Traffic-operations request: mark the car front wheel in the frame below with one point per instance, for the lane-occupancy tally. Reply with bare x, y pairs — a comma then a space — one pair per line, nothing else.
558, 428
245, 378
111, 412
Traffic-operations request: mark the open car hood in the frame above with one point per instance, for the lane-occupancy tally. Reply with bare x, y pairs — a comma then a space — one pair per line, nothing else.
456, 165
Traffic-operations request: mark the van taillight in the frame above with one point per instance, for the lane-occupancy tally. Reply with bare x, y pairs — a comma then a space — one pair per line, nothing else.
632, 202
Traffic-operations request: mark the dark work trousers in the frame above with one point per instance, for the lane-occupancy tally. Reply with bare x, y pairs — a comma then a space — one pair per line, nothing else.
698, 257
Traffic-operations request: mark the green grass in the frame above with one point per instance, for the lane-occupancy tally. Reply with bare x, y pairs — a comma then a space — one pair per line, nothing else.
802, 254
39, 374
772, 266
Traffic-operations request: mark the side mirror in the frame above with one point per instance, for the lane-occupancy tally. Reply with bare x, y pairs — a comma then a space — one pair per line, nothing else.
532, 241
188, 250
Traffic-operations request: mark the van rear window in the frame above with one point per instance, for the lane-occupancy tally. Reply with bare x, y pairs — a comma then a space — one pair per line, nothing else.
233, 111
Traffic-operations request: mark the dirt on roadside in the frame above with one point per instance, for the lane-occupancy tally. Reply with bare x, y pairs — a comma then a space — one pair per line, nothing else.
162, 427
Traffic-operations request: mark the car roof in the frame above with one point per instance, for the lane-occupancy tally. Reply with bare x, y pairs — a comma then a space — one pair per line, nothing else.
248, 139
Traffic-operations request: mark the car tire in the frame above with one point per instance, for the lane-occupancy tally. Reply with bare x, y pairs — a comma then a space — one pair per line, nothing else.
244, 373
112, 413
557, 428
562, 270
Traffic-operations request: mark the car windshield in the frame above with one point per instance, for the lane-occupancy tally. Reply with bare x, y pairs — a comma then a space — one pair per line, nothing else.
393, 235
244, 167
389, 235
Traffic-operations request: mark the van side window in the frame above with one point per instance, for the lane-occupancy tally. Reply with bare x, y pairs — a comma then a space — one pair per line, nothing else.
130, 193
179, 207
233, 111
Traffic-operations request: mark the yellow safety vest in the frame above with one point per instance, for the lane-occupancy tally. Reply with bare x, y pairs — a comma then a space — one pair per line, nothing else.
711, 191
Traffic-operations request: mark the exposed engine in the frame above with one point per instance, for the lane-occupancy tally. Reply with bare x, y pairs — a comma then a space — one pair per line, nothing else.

══════

Directive:
Revise the lines from the one containing "Traffic-operations request: mark the yellow" through the end of the records, changing "yellow safety vest" to "orange safety vest" and leaving everything else the same. Give only those lines.

Full output:
Traffic-operations request: mark the orange safety vest in the frame above with one point per instance, for the lane-occupancy tally. Reply with bare x, y pairs — a comma then a space — one pair per line, nothing else.
711, 191
Traffic-operations request: mark the exposed engine in the frame above with one point per instance, for the lane-occupancy tally. Reply with bare x, y pairs — a comma then a space — one pair per line, nothing else.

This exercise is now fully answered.